* begin *

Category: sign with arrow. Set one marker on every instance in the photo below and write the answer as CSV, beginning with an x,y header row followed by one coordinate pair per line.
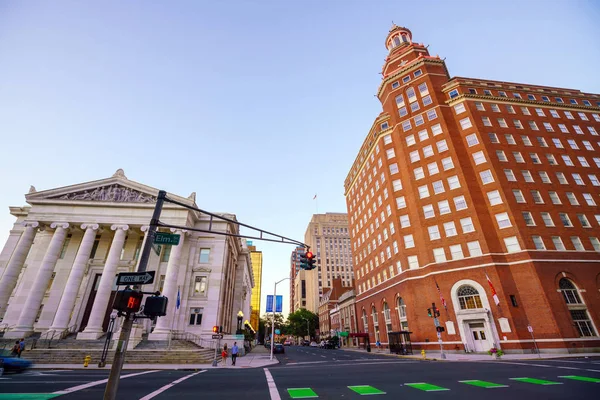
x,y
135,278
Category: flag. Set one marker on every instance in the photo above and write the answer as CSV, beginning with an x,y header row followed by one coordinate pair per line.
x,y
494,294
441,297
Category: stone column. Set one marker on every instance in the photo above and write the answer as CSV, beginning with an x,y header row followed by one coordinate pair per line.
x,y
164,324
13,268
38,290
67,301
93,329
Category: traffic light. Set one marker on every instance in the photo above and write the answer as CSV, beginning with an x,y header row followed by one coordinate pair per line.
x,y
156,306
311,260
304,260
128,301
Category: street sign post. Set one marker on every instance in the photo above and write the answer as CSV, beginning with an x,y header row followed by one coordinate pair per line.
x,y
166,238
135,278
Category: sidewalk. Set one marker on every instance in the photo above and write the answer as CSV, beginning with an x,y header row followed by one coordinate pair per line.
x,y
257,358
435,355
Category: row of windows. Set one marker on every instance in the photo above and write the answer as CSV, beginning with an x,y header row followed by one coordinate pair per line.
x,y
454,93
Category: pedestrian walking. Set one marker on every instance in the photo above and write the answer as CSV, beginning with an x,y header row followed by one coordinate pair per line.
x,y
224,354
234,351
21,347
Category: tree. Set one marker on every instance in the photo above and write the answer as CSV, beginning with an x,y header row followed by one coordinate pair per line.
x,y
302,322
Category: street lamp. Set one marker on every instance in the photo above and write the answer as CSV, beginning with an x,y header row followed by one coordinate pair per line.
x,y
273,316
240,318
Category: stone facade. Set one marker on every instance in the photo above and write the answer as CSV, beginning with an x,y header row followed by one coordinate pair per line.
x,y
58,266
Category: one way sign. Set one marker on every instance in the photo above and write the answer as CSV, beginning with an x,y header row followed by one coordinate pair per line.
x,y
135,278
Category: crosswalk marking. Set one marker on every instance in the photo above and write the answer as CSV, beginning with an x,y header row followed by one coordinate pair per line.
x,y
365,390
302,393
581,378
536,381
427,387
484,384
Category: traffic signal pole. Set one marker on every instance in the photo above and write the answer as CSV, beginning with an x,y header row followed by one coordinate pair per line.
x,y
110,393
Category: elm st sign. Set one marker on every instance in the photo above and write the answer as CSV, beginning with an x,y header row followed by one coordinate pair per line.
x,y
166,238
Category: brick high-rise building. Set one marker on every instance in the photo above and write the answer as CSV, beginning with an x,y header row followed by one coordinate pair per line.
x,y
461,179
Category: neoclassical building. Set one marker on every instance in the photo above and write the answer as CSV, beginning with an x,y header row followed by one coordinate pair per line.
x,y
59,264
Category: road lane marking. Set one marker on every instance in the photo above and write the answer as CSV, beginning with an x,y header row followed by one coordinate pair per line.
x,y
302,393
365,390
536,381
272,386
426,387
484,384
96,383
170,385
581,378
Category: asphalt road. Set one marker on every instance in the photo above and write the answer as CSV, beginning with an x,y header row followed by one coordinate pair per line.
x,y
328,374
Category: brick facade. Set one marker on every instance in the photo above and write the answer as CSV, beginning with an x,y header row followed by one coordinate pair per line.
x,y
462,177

* end *
* begin *

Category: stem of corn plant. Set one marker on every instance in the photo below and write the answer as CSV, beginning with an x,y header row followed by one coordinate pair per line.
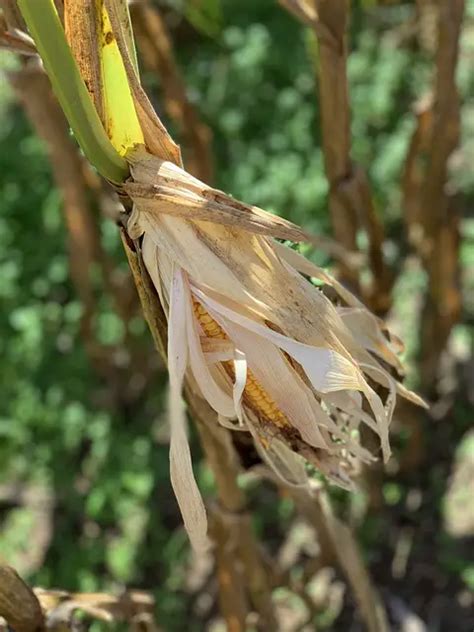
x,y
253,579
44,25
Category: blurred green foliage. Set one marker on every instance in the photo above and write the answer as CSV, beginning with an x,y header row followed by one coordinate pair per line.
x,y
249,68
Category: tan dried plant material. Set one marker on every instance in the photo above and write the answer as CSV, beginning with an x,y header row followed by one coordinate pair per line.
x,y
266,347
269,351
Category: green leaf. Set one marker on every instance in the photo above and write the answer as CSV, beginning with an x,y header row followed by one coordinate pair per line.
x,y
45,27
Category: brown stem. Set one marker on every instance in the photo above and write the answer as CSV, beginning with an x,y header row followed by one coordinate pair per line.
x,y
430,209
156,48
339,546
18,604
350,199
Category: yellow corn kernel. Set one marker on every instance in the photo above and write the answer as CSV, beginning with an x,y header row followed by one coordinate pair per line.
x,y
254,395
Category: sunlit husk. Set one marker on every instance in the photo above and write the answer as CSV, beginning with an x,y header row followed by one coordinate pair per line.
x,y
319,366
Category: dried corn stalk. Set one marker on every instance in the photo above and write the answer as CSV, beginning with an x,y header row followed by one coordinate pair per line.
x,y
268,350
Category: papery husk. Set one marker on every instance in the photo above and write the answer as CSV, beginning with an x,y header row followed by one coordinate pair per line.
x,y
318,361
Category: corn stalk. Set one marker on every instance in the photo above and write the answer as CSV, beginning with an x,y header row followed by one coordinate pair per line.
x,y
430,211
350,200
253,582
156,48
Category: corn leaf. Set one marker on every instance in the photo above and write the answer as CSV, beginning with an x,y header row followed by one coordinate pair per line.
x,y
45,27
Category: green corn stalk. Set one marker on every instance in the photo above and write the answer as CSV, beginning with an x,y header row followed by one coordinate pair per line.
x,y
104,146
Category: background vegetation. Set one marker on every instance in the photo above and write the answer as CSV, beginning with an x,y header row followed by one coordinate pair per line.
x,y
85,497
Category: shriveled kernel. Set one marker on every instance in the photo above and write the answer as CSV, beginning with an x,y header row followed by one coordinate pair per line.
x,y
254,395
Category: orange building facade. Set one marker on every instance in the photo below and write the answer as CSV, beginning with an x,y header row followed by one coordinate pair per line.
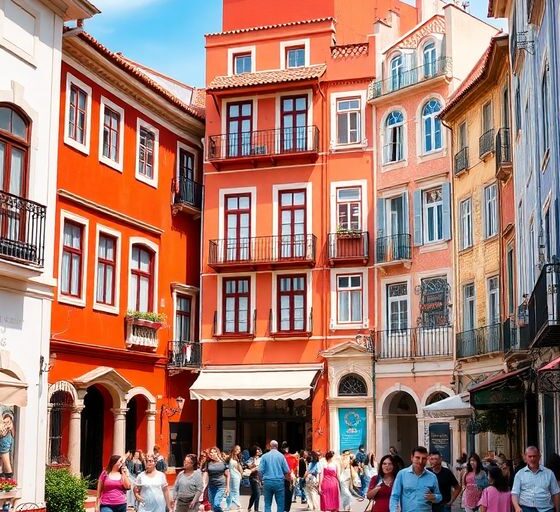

* end *
* begin *

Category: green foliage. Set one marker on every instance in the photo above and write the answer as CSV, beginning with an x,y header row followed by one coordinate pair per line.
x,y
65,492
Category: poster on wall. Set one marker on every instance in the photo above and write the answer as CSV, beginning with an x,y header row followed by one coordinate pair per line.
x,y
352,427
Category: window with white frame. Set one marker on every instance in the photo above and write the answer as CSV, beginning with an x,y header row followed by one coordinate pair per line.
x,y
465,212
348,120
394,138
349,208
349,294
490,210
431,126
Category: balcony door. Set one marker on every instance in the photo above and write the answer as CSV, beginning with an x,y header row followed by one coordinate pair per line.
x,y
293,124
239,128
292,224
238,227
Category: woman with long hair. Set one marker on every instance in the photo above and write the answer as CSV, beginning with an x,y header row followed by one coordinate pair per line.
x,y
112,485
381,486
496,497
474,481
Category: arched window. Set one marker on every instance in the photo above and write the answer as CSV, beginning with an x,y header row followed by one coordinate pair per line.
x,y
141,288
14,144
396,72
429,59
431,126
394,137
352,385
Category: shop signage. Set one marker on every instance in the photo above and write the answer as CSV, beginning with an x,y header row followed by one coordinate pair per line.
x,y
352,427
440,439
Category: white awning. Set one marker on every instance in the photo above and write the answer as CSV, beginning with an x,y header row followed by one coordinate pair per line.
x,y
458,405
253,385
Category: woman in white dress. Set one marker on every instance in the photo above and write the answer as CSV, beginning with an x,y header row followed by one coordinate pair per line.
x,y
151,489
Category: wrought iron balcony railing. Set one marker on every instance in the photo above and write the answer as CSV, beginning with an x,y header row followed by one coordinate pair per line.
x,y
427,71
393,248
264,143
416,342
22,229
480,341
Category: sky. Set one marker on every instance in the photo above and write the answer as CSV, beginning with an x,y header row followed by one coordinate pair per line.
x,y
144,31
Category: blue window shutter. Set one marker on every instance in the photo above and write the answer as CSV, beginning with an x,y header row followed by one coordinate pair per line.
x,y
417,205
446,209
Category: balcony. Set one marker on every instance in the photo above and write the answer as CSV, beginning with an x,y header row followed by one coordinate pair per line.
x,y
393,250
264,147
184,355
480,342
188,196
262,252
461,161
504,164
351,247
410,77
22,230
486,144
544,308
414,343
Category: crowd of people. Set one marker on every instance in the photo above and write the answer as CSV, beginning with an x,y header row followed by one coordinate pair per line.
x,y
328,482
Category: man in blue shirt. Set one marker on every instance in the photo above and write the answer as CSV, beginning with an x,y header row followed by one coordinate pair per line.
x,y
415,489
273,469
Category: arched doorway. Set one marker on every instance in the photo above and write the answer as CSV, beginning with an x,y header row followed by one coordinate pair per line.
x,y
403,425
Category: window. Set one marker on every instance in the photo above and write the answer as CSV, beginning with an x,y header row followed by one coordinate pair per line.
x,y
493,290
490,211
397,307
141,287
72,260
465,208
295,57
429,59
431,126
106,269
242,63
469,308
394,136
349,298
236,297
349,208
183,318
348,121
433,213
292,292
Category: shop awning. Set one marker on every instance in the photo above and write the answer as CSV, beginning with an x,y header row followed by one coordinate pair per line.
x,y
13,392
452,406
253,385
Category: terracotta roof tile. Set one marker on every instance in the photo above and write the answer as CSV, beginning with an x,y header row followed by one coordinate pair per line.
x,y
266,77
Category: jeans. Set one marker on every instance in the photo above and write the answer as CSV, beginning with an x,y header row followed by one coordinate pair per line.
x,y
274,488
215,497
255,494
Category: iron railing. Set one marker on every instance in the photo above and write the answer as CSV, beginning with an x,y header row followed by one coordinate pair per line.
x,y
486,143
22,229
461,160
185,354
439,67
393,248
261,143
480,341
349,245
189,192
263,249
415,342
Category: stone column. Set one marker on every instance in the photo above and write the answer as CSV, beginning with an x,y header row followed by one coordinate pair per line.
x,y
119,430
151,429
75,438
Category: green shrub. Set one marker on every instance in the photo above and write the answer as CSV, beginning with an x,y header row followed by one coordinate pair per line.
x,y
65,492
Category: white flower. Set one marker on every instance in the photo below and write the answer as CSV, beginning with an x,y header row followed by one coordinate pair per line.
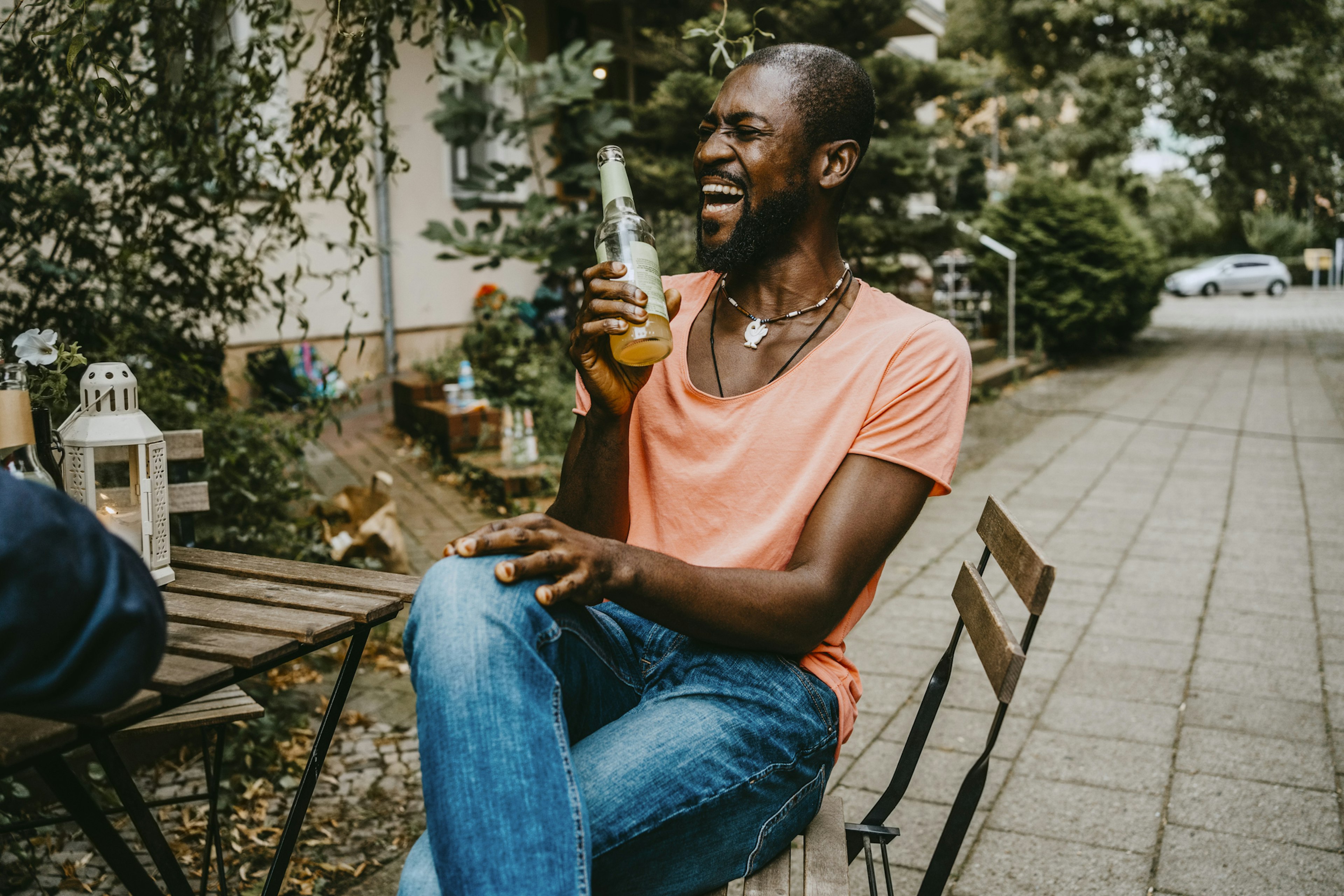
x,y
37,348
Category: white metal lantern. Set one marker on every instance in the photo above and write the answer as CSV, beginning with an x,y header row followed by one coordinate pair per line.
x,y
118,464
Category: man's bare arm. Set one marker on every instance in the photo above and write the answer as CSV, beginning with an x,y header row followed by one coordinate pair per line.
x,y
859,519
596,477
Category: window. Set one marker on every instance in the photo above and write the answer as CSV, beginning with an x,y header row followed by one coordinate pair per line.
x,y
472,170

* end *

● WHAT IS REQUIRED:
Return each line in the items above that contains the word "arched". Matching is case-sensitive.

● EXERCISE SOLUTION:
Category: arched window. Set one marker on every instance in the photo above and write the answer as CSV, beginning with an x,y header row followed by one coordinate pair per line.
Category: arched doorway. Set one marker on every instance in the photo above and write the answer as CSV, beginning with an x,y header row followed by one coordinate pair per line.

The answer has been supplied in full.